> _The task_
Here is a listing; work out how many of its lines contain the word "board", and state only that number.

> _Raw data_
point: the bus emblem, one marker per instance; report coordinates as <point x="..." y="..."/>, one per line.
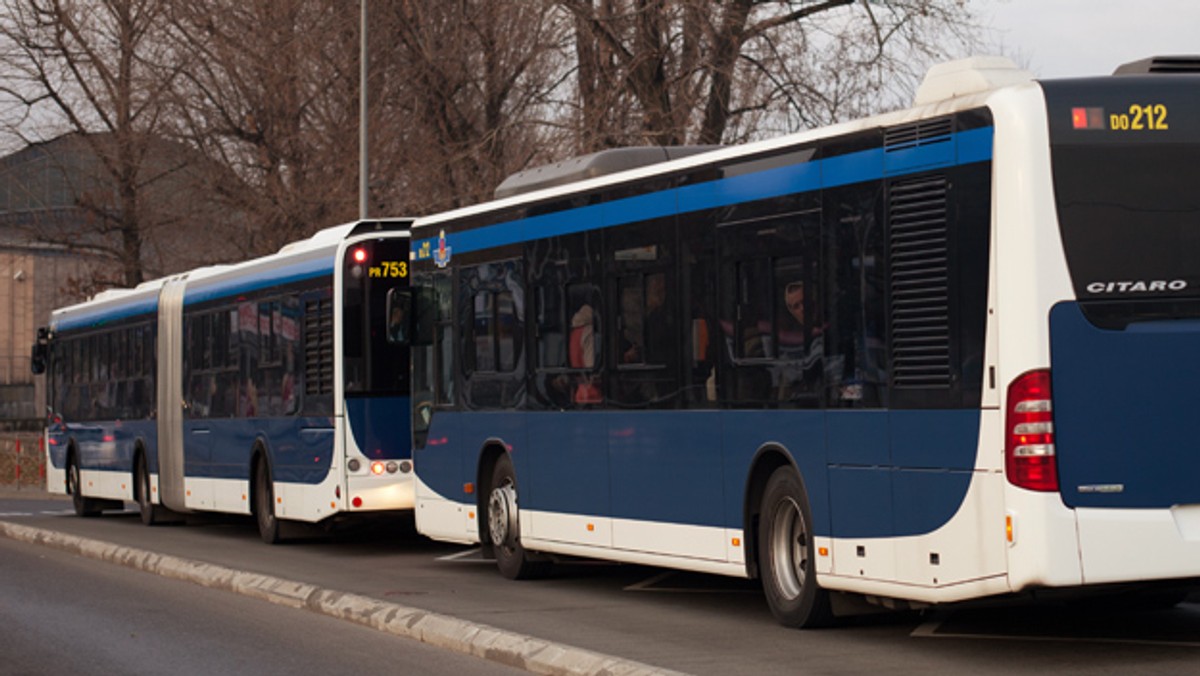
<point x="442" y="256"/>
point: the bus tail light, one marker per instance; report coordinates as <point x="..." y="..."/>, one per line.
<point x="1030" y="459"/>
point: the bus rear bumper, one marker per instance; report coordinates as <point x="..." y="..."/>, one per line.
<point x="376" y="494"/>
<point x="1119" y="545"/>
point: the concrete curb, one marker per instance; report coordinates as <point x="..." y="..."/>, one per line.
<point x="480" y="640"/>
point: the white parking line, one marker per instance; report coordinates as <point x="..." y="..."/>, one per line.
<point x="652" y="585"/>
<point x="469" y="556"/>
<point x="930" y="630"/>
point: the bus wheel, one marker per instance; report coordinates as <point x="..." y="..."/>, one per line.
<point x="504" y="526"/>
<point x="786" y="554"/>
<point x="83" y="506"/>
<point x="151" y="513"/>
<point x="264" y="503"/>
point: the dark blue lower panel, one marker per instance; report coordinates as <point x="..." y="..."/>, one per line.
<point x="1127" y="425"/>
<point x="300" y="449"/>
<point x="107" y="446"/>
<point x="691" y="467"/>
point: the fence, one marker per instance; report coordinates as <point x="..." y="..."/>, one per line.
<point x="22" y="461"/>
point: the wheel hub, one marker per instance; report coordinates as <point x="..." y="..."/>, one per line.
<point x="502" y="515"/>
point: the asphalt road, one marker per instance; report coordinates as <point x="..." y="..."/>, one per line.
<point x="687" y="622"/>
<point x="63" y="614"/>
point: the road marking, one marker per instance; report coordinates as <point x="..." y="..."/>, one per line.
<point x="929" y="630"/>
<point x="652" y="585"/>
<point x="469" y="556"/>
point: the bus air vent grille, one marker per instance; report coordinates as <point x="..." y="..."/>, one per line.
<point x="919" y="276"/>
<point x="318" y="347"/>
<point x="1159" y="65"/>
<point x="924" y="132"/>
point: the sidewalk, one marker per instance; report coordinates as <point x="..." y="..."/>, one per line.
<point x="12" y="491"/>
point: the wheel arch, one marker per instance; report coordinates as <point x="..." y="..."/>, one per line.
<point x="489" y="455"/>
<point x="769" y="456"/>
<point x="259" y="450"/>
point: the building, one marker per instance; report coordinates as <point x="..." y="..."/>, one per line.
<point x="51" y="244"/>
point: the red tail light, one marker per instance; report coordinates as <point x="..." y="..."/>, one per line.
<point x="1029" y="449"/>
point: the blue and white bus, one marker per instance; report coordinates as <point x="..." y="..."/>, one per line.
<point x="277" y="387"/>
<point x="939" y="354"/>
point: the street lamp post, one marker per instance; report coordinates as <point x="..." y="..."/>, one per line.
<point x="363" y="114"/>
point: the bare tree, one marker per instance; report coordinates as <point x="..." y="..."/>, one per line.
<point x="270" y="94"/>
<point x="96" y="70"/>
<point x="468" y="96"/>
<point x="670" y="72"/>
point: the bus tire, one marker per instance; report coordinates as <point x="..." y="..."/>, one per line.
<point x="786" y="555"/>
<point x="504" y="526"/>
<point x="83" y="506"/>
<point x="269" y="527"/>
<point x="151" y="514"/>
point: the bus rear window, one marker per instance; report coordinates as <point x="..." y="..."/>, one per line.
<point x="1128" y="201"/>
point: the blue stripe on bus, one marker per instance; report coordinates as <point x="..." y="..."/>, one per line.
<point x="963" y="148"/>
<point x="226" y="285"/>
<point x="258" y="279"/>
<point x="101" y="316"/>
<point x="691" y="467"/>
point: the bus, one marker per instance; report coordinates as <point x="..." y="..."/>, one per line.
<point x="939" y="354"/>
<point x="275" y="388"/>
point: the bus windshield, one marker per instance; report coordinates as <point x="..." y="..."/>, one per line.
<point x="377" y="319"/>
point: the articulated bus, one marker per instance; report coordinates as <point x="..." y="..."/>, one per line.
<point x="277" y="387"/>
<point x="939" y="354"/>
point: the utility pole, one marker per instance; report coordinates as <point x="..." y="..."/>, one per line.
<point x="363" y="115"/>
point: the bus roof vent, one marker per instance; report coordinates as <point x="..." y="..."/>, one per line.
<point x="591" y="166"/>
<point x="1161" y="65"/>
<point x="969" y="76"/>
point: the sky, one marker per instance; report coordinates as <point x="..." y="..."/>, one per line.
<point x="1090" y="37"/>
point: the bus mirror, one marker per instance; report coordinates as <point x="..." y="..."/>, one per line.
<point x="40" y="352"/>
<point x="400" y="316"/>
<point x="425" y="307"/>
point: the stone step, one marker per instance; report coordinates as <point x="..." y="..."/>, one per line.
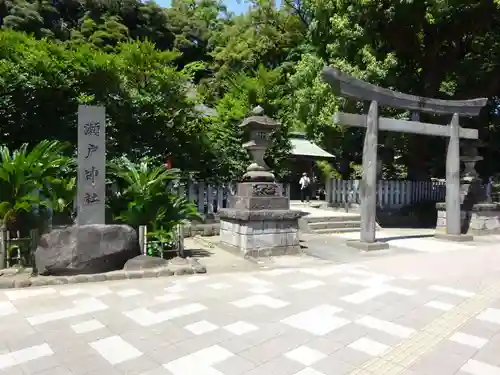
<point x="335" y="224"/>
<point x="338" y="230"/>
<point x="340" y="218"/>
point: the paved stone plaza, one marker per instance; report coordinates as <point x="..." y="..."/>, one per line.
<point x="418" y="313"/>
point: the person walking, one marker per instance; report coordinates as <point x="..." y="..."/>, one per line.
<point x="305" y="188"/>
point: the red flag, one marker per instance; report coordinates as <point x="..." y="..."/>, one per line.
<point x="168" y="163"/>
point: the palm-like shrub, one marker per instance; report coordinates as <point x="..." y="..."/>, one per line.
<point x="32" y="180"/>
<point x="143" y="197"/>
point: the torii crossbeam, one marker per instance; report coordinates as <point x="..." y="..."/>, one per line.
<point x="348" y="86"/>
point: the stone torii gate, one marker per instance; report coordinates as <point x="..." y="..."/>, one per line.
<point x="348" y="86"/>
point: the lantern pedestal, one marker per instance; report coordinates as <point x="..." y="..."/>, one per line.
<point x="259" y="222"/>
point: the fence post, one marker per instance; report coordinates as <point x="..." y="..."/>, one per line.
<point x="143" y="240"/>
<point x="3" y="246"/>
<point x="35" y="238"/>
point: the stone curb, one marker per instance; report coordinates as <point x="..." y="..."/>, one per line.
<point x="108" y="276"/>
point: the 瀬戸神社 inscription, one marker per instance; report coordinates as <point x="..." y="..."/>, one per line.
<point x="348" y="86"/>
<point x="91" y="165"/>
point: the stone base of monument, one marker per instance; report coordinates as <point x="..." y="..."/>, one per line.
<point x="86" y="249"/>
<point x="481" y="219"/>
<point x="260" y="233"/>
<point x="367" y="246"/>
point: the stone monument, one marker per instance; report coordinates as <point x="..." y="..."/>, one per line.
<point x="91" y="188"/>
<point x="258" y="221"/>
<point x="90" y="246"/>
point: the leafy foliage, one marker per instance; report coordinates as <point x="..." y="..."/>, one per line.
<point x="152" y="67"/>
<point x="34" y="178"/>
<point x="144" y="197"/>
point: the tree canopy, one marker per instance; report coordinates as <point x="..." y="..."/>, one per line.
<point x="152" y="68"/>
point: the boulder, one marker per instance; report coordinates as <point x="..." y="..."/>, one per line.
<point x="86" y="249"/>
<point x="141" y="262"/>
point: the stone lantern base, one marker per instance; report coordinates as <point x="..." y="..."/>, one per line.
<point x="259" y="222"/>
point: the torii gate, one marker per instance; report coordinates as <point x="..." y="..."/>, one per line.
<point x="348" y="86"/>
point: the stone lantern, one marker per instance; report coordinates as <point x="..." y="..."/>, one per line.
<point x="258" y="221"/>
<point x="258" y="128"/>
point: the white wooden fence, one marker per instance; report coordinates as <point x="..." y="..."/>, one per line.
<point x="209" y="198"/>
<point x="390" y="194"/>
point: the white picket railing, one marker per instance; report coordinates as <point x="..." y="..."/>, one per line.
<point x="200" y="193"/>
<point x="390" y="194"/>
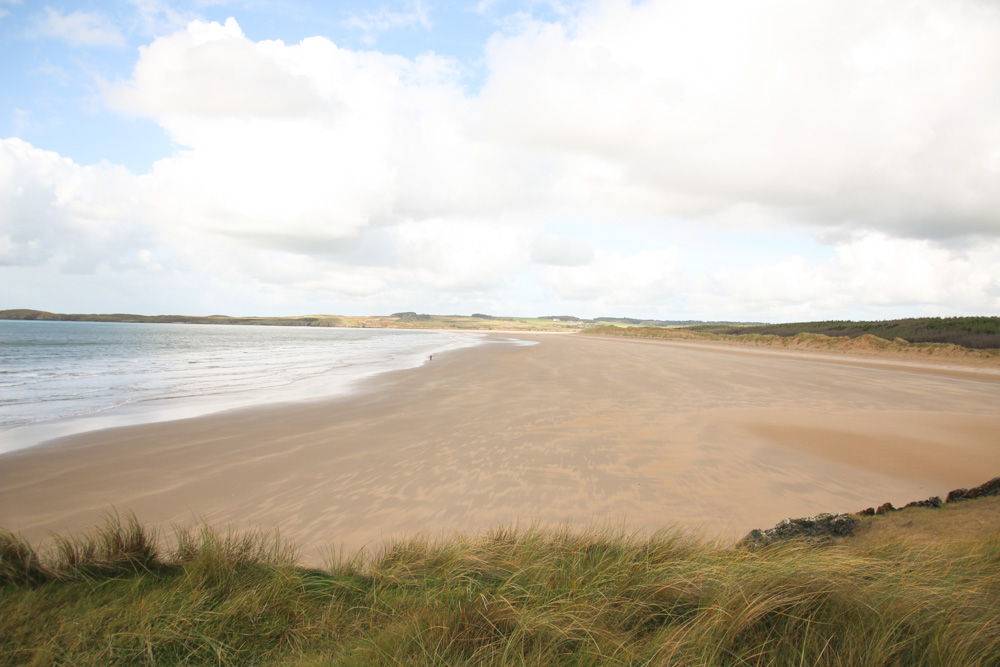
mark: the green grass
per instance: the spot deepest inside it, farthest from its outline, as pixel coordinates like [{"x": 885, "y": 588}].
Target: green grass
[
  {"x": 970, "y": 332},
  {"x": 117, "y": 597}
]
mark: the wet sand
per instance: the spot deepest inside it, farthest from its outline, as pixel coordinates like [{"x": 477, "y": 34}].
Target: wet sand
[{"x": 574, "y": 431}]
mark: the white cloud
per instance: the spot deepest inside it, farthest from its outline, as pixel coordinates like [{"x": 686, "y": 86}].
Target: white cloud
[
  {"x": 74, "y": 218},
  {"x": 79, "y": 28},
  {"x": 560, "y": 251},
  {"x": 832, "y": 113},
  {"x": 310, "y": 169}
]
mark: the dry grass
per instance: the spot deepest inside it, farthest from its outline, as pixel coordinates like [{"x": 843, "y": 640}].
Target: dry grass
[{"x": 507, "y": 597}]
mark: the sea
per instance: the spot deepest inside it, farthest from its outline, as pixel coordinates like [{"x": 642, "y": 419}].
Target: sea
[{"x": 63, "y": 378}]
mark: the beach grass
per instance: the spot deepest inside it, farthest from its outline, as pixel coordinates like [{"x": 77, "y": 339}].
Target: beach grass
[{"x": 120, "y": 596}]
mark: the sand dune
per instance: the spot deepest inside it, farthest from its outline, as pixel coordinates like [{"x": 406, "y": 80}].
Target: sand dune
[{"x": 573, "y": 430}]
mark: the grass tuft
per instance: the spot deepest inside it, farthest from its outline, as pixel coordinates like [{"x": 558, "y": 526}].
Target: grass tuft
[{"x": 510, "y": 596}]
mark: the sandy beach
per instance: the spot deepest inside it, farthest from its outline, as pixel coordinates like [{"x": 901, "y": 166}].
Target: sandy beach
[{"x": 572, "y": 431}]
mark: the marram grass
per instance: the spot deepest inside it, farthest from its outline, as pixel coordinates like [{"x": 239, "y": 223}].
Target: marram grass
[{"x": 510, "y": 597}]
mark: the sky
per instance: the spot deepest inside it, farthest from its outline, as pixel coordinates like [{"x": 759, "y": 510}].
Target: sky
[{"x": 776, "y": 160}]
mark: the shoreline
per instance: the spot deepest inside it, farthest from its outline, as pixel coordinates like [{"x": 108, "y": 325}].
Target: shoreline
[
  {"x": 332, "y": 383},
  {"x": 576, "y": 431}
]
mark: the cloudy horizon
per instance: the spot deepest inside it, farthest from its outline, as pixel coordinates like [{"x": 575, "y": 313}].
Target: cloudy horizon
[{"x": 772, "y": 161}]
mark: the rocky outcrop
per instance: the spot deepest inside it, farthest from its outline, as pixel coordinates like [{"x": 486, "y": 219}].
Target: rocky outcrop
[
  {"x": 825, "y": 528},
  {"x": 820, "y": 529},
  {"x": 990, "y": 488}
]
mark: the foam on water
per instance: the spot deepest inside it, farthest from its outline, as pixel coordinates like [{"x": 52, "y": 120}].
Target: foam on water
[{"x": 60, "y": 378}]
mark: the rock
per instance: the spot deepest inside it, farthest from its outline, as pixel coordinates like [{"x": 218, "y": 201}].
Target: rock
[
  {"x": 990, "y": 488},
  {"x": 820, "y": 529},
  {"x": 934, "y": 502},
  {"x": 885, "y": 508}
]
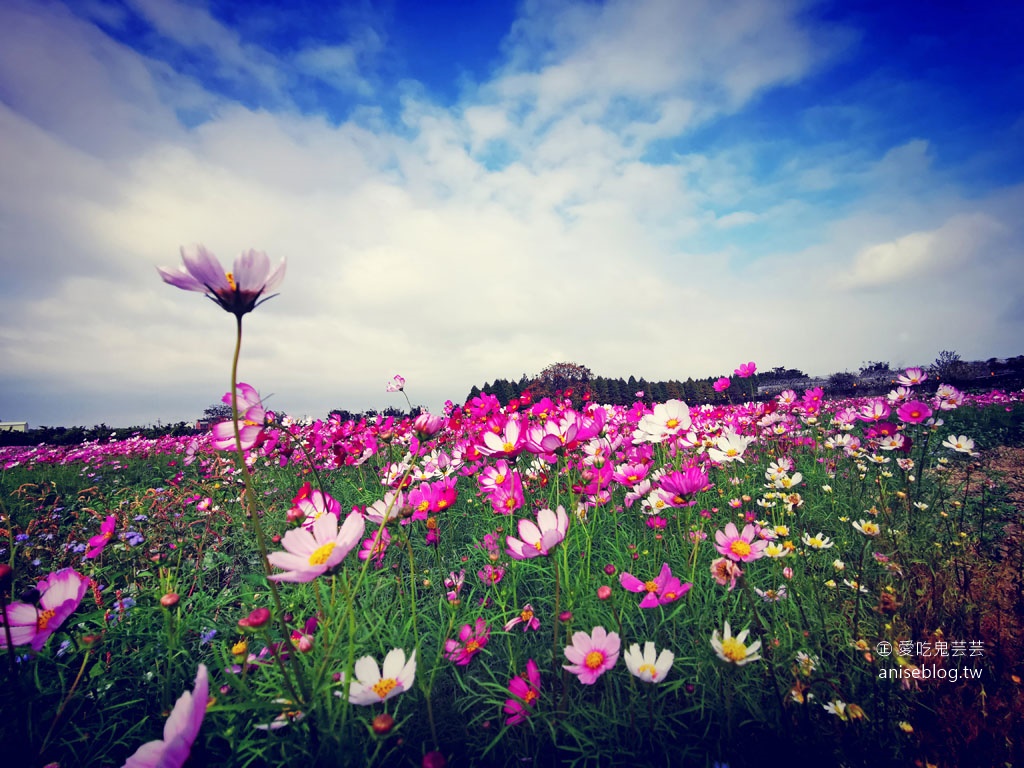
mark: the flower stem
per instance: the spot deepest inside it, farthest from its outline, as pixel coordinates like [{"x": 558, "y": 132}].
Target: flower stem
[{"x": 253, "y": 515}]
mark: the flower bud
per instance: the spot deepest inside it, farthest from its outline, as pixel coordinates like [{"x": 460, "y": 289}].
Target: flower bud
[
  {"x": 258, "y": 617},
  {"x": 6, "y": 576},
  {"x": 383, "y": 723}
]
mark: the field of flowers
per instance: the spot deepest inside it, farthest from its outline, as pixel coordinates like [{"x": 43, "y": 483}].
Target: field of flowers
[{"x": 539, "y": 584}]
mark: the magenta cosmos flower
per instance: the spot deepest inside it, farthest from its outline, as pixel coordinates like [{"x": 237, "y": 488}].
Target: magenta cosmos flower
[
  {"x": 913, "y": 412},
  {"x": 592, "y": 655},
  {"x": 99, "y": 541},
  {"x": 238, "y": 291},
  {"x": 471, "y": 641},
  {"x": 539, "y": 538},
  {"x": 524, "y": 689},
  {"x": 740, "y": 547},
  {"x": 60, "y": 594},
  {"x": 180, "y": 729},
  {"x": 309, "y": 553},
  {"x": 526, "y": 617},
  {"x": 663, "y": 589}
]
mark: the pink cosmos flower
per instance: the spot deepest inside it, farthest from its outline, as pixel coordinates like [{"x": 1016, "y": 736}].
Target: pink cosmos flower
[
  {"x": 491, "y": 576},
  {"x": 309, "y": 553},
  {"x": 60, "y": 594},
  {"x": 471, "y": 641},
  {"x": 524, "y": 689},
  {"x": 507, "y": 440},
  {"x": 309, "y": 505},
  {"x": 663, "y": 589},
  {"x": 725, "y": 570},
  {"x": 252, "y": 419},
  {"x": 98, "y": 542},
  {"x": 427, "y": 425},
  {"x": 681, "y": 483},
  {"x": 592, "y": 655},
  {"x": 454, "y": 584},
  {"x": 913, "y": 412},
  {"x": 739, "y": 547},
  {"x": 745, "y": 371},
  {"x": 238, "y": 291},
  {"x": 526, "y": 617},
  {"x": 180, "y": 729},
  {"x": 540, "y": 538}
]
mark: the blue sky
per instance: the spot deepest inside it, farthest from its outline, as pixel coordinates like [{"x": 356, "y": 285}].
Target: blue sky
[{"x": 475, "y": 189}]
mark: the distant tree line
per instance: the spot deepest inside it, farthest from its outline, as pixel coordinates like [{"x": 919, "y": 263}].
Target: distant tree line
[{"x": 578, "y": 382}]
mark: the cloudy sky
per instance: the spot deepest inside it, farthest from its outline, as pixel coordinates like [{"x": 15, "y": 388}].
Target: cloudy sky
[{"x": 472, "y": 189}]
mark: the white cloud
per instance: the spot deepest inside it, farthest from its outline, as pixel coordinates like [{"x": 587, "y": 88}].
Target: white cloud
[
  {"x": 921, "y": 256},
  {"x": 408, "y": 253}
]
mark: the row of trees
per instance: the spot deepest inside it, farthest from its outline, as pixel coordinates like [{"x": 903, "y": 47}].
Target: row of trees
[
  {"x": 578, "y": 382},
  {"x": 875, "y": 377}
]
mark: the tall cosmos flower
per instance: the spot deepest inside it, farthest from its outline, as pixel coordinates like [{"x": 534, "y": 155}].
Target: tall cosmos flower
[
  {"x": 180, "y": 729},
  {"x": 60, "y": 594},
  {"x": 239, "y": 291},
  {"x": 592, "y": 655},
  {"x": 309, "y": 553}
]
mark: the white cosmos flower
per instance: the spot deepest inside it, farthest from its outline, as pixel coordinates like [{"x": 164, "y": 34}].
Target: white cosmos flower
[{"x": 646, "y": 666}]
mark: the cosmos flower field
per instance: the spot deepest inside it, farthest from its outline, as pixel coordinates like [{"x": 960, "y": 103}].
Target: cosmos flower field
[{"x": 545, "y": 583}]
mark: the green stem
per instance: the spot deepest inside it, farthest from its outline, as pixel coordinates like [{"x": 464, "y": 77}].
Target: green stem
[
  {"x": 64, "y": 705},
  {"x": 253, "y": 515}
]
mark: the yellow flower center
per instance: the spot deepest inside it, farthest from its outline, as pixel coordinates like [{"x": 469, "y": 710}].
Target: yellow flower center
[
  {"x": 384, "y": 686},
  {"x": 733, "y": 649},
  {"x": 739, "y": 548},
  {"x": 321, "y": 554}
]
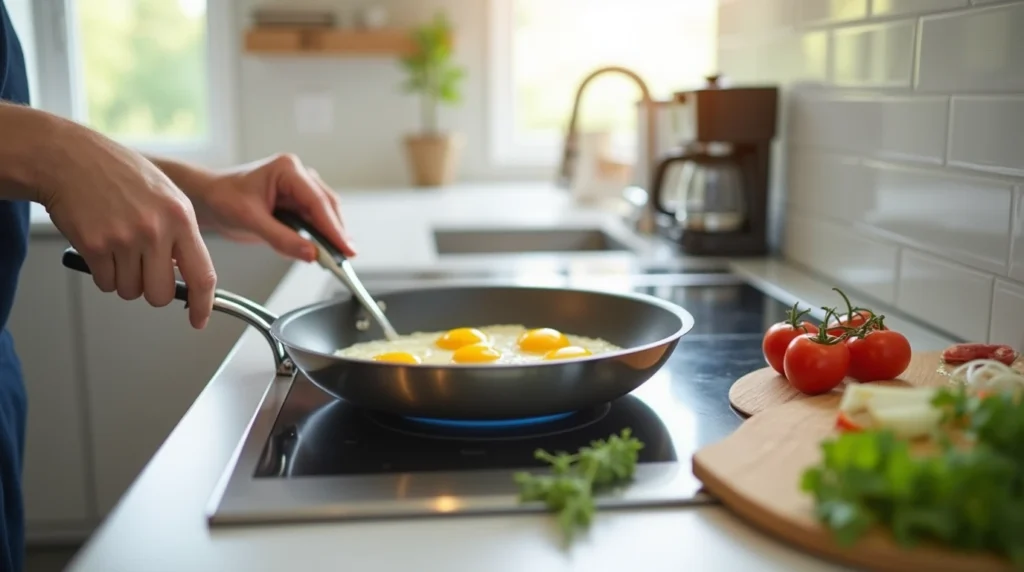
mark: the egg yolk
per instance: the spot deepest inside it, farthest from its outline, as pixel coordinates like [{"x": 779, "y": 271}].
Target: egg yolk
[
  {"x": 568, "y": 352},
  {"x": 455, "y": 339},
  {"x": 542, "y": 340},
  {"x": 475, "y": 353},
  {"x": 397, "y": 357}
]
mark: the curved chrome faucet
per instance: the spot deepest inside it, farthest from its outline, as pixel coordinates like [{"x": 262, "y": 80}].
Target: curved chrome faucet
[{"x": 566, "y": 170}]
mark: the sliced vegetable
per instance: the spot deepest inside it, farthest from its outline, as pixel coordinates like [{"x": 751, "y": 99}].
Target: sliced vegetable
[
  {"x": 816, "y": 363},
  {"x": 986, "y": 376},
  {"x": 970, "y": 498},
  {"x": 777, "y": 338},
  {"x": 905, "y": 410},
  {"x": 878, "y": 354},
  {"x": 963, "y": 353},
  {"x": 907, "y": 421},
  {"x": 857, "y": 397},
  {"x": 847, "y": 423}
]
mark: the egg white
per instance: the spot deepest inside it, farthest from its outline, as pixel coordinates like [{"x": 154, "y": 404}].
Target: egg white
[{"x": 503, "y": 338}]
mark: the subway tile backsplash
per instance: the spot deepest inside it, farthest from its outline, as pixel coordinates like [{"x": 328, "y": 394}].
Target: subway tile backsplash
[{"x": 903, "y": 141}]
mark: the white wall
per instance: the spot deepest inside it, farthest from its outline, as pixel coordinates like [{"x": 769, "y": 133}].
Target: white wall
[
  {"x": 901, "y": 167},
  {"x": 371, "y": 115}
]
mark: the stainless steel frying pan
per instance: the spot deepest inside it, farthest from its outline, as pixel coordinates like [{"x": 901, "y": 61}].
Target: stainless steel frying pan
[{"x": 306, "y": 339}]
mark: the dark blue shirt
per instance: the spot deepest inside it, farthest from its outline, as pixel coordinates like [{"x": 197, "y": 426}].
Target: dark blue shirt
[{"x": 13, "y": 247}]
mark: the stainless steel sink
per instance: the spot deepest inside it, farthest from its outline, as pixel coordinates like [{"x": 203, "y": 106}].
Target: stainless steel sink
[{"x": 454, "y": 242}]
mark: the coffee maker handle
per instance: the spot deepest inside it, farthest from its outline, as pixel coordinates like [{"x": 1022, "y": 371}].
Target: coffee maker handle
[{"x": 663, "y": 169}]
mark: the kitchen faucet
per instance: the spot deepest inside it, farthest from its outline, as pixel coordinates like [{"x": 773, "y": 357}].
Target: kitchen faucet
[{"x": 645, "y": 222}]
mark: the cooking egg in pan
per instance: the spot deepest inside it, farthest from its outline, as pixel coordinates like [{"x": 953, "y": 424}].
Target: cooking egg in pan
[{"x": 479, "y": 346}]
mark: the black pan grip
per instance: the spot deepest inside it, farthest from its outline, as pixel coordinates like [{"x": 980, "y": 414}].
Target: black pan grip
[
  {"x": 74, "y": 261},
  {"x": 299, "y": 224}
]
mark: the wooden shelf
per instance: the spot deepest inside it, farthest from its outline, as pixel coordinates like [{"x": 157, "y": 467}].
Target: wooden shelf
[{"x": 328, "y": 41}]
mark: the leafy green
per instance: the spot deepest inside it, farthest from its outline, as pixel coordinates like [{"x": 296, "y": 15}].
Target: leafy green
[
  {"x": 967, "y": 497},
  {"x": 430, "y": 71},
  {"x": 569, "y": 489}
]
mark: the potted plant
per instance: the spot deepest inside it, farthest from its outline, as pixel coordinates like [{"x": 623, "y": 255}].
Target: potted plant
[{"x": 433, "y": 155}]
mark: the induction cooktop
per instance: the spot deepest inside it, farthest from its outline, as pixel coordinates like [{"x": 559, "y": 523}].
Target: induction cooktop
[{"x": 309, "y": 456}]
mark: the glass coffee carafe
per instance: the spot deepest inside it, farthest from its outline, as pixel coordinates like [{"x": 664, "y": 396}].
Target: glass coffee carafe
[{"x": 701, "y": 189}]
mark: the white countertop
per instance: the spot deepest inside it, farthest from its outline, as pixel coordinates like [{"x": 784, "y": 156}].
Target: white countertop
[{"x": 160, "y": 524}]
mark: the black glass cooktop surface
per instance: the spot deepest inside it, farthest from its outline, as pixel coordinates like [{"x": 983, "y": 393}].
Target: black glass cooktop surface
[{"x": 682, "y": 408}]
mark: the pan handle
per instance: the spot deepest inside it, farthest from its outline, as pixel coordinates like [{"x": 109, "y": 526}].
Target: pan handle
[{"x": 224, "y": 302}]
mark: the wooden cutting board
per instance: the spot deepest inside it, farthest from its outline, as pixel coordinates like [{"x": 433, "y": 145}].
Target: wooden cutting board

> _Written reply_
2